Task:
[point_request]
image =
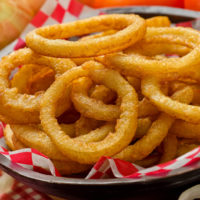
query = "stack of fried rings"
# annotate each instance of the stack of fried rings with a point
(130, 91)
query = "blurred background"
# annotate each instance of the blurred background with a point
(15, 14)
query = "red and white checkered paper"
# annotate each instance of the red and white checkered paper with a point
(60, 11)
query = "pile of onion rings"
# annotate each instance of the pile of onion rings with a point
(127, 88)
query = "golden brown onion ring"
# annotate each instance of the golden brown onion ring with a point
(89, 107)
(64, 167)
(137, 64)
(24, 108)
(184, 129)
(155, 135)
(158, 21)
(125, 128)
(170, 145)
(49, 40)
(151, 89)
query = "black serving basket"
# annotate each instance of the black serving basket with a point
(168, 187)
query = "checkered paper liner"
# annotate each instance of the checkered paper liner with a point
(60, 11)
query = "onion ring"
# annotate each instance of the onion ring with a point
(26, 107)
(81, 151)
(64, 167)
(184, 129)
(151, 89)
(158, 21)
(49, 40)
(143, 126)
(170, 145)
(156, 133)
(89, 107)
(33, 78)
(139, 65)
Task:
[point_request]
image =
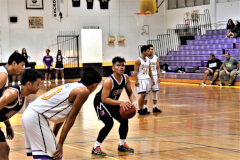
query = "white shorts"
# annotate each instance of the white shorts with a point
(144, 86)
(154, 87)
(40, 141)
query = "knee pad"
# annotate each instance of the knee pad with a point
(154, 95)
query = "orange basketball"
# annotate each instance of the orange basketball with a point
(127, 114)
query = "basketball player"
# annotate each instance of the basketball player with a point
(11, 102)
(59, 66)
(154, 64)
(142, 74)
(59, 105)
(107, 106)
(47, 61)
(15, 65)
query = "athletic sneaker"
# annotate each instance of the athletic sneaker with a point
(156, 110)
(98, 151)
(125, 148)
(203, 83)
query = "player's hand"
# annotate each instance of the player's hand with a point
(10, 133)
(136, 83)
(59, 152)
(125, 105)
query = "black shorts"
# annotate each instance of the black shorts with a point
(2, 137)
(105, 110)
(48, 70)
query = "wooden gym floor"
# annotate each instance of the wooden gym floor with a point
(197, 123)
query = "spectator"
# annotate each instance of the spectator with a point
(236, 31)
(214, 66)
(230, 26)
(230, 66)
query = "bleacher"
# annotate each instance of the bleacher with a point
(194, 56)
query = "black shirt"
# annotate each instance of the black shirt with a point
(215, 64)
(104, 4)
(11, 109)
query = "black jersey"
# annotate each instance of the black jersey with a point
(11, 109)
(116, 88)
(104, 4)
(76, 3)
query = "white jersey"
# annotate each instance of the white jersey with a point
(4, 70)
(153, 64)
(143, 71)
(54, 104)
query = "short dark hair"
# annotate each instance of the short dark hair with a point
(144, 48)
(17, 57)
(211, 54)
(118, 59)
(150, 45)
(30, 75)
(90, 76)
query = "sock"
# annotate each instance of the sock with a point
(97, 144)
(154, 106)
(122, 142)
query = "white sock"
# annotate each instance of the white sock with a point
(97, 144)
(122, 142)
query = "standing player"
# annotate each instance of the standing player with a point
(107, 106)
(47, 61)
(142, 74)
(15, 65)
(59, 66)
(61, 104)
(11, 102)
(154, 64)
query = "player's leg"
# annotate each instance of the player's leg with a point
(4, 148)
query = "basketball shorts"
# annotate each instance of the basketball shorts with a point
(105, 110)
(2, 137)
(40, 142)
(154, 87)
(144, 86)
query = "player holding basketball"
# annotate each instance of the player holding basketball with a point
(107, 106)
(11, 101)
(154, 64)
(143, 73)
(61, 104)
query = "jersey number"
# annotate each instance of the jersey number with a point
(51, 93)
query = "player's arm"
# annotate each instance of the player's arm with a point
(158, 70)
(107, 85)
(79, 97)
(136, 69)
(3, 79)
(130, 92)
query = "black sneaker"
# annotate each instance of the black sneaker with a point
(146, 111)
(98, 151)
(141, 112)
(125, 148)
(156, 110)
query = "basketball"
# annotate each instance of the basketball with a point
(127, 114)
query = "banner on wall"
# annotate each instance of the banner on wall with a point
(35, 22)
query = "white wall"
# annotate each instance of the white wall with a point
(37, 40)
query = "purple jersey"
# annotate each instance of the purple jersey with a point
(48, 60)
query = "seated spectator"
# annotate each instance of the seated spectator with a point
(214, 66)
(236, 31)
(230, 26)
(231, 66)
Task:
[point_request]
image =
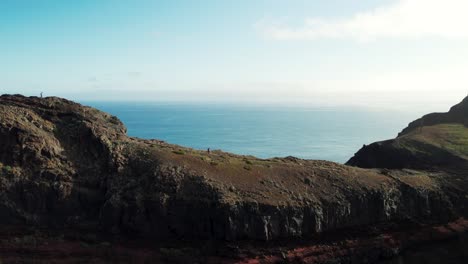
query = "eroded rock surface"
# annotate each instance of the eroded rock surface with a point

- EXERCISE:
Since the pictures don't belong in the copy, copy only the rest of the entries above exactly.

- RESULT BELOW:
Task:
[point_request]
image =
query = "stack of fried rings"
# annotate each instance of the stack of fried rings with a point
(130, 91)
query = "blurred background"
# annotate each instance of the blurred background with a point
(15, 14)
query = "red and white checkered paper"
# annotate each instance of the red and white checkered paper with a point
(60, 11)
query = "pile of onion rings"
# annotate each instance of the pile of onion rings with a point
(127, 88)
query = "golden brown onion ring"
# annotate each instance of the golden brown onion ring with a point
(89, 107)
(64, 167)
(137, 64)
(24, 108)
(184, 129)
(155, 135)
(158, 21)
(125, 128)
(170, 145)
(49, 40)
(151, 89)
query = "black serving basket"
# annotate each instance of the black serving basket with a point
(168, 187)
query = "checkered paper liner"
# annotate each instance of the checkered paper liner with a point
(60, 11)
query = "onion ring"
# annotate each instance of the onion ring with a point
(26, 107)
(81, 151)
(64, 167)
(184, 129)
(151, 89)
(158, 21)
(49, 40)
(143, 126)
(170, 145)
(156, 133)
(89, 107)
(33, 78)
(139, 65)
Task:
[point_request]
image =
query = "white shorts"
# annotate each instance of the white shorts with a point
(144, 86)
(154, 87)
(40, 141)
query = "knee pad"
# annotate each instance of the knee pad with a point
(154, 95)
query = "orange basketball"
# annotate each instance of the orange basketball with a point
(127, 114)
query = "basketball player"
# annotate each instance of the basketball player with a point
(11, 102)
(59, 66)
(154, 64)
(142, 74)
(59, 105)
(107, 106)
(47, 61)
(15, 65)
query = "athletic sneaker"
# annotate each instance of the athletic sneaker with a point
(156, 110)
(98, 151)
(125, 148)
(203, 83)
query = "player's hand"
# annotate each instance of the player's hand with a point
(10, 133)
(136, 83)
(59, 152)
(125, 105)
query = "black shorts"
# annotate each instance of the black shorts with a point
(2, 137)
(105, 110)
(48, 70)
query = "wooden gym floor"
# annotate each instance of the wooden gym floor with a point
(197, 123)
query = "spectator"
# annotate each instance of the spectator with a point
(236, 31)
(214, 66)
(230, 26)
(230, 66)
query = "bleacher"
# annotate each instance of the bleacher with a point
(194, 56)
query = "black shirt"
# annotate each instance of the black shirt with a point
(215, 64)
(104, 4)
(11, 109)
query = "black jersey"
# annotate each instance of the black jersey with a point
(11, 109)
(116, 88)
(104, 4)
(76, 3)
query = "white jersey"
# annotate each instance of the white jersey with a point
(4, 70)
(153, 64)
(143, 71)
(54, 104)
query = "short dark hair"
# annotate each instance of the short dark hair with a point
(144, 48)
(17, 57)
(211, 54)
(118, 59)
(150, 45)
(30, 75)
(90, 76)
query = "sock"
# annotate each instance of the sock with a point
(97, 144)
(154, 106)
(122, 142)
query = "white sock"
# annotate each instance of the white sock with a point
(97, 144)
(122, 142)
query = "standing player"
# annotate each instance of the standing player with a point
(107, 106)
(47, 61)
(142, 74)
(15, 65)
(59, 66)
(61, 104)
(11, 102)
(154, 64)
query = "player's leg"
# annotate each instance of the player's leg with a point
(4, 148)
query = "basketball shorts"
# annotate each instance of the basketball shorts with a point
(105, 110)
(2, 137)
(40, 142)
(154, 87)
(144, 86)
query = "player holding basketball"
# annotate each instance of the player holding basketball with a point
(107, 106)
(11, 101)
(154, 64)
(143, 73)
(61, 104)
query = "jersey number"
# annotate each instance of the jersey number with a point
(51, 93)
query = "player's arm"
# annotate each instance of the player's arm with a point
(158, 70)
(107, 85)
(79, 97)
(136, 69)
(3, 79)
(130, 92)
query = "black sneaker"
# annotate each instance of the black sneaker with a point
(146, 111)
(98, 151)
(141, 112)
(125, 148)
(156, 110)
query = "basketball"
# annotate each instance of the basketball with a point
(127, 114)
query = "banner on wall"
# annotate each instance of the banner on wall with a point
(35, 22)
query = "white wall"
# annotate each instance of the white wall with a point
(37, 40)
query = "purple jersey"
# annotate each instance of the purple jersey with a point
(48, 60)
query = "seated spectator"
# annotate each instance of the seated spectator with a point
(214, 66)
(236, 31)
(230, 26)
(231, 66)
Task:
[point_request]
image =
query = "eroded rock surface"
# annotate each instance of the eroded rock surface with a point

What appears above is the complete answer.